--- What is expected ---
Tally the lines in the listing below that contain the string "riding", and reply with the number alone.

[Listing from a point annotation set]

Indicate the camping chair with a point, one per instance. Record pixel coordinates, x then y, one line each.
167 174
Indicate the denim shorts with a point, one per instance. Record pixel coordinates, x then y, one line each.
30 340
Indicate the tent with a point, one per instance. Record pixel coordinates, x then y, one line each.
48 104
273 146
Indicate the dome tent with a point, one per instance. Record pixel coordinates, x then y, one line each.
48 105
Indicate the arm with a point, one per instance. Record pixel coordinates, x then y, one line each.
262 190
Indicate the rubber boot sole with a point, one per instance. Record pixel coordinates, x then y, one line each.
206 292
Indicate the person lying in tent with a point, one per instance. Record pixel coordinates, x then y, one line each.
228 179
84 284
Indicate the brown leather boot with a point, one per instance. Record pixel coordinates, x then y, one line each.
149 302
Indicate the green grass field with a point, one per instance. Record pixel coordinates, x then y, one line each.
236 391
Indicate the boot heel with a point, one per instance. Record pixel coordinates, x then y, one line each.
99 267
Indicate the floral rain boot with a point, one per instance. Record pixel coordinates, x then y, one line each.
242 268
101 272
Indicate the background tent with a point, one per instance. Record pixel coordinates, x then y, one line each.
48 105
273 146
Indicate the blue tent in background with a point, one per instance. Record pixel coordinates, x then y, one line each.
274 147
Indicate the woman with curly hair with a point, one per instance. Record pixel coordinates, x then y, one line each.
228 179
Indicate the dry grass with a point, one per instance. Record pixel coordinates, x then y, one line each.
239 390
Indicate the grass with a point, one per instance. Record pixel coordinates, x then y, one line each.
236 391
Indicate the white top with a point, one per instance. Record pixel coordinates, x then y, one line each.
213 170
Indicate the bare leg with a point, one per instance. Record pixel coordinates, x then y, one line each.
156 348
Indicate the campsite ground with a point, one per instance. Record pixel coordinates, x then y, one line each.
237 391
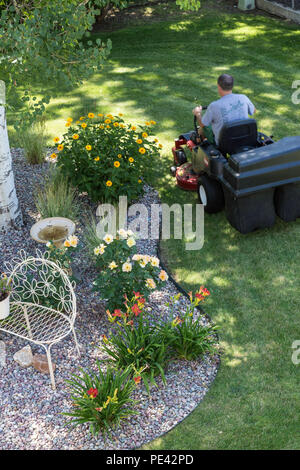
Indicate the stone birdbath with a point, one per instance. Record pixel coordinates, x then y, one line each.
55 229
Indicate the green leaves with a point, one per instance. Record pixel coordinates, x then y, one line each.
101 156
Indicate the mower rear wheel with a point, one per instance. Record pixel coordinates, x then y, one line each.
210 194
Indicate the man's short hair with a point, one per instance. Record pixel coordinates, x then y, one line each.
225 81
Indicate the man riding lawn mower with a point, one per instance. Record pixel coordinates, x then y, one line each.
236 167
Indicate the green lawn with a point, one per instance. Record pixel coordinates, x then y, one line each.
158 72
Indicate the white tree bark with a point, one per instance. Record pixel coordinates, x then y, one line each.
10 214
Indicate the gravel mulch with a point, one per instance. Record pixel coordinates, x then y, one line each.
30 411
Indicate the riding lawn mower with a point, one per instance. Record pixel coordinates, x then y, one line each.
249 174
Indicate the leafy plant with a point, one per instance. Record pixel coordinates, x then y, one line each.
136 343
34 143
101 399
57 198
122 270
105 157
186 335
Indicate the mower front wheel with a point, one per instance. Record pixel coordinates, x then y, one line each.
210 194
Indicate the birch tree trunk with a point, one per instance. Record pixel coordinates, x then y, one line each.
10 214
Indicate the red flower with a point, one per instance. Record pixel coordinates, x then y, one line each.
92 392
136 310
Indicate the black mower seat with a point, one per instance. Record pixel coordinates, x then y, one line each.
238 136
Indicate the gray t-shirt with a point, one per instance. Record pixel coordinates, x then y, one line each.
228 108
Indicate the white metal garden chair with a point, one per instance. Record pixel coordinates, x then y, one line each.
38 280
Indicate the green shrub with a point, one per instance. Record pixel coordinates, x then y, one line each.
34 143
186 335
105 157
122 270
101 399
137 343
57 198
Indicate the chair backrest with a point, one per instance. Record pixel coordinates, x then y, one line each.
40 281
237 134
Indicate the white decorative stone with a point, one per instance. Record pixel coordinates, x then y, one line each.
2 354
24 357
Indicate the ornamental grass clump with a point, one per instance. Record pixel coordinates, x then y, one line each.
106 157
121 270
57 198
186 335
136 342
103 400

==

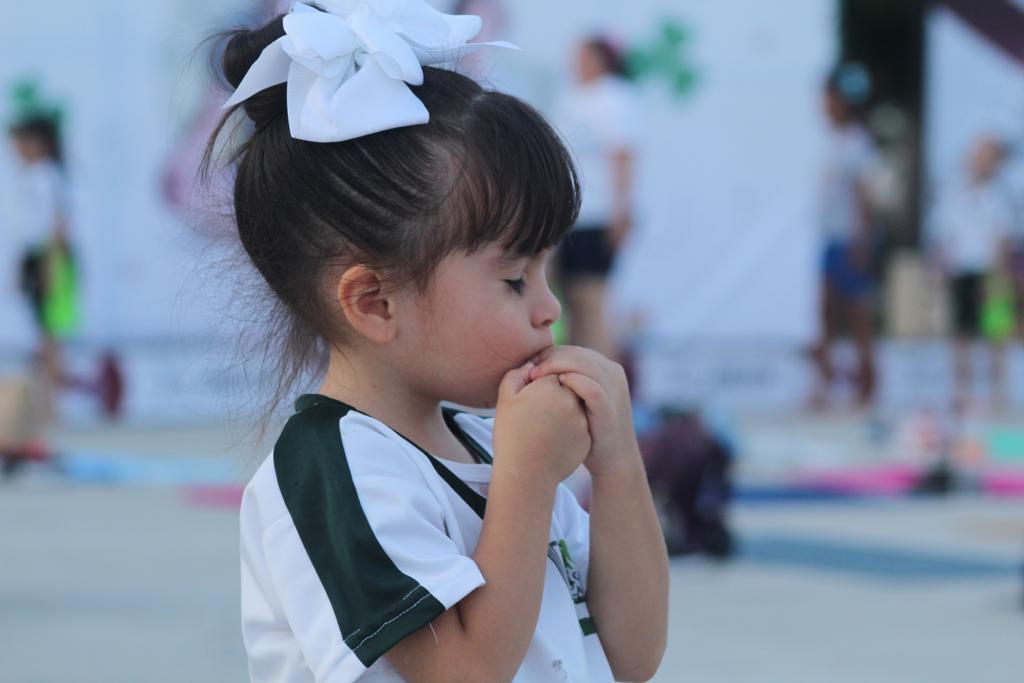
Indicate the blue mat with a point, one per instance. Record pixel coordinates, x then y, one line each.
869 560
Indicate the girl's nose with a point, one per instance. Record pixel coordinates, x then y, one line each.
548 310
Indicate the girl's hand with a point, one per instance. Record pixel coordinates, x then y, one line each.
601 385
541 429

--- Task response ---
2